====== RECORDS FOR PROCESSING ======

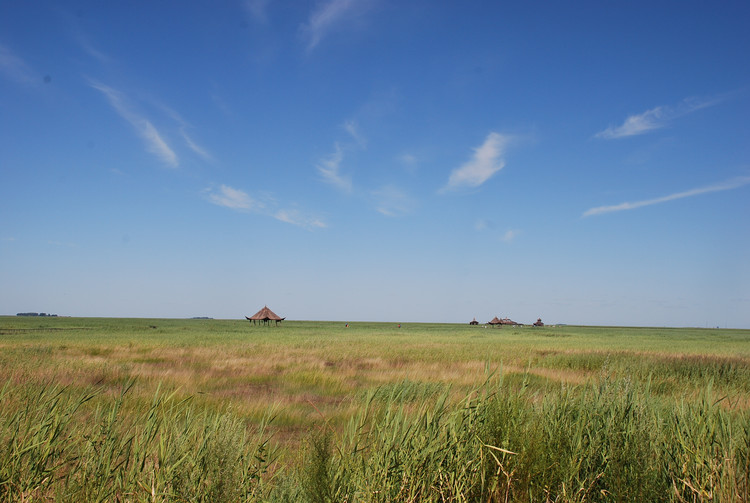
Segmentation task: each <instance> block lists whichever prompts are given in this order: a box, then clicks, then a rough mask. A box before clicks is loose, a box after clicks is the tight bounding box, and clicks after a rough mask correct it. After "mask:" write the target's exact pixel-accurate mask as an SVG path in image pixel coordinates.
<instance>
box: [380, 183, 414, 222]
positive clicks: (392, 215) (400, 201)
mask: <svg viewBox="0 0 750 503" xmlns="http://www.w3.org/2000/svg"><path fill="white" fill-rule="evenodd" d="M371 194H372V196H373V197H374V198H375V201H376V203H375V206H376V209H377V211H378V212H379V213H381V214H383V215H385V216H388V217H398V216H402V215H406V214H409V213H411V212H412V211H413V210H414V208H415V206H416V202H415V201H414V199H413V198H412V197H411V196H410V195H409V194H407V193H406V191H404V190H403V189H401V188H400V187H396V186H395V185H384V186H383V187H380V188H379V189H377V190H373V191H372V192H371Z"/></svg>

======

■ **EXERCISE DESCRIPTION**
None of the pictures should appear; copy the rest of the material above exactly.

■ **FINAL ANSWER**
Segmentation task: each <instance> block lists whichever prompts are given in this order: a box, then clicks, then a rough mask. A box before clicks is loose, a box after clicks is the tight bounding box, and clicks after a rough mask correct it. After "mask:" write the target's exact pixel-accurate mask as an SVG path in image pixel coordinates.
<instance>
box: [380, 183, 414, 222]
positive clicks: (392, 215) (400, 201)
mask: <svg viewBox="0 0 750 503" xmlns="http://www.w3.org/2000/svg"><path fill="white" fill-rule="evenodd" d="M371 194H372V196H373V197H374V198H375V201H376V203H375V206H376V209H377V211H378V212H379V213H381V214H383V215H385V216H388V217H398V216H402V215H406V214H409V213H411V212H412V211H413V210H414V208H415V206H416V202H415V201H414V199H413V198H412V197H411V196H410V195H409V194H407V193H406V191H404V190H403V189H401V188H400V187H396V186H395V185H384V186H383V187H380V188H379V189H377V190H373V191H372V192H371Z"/></svg>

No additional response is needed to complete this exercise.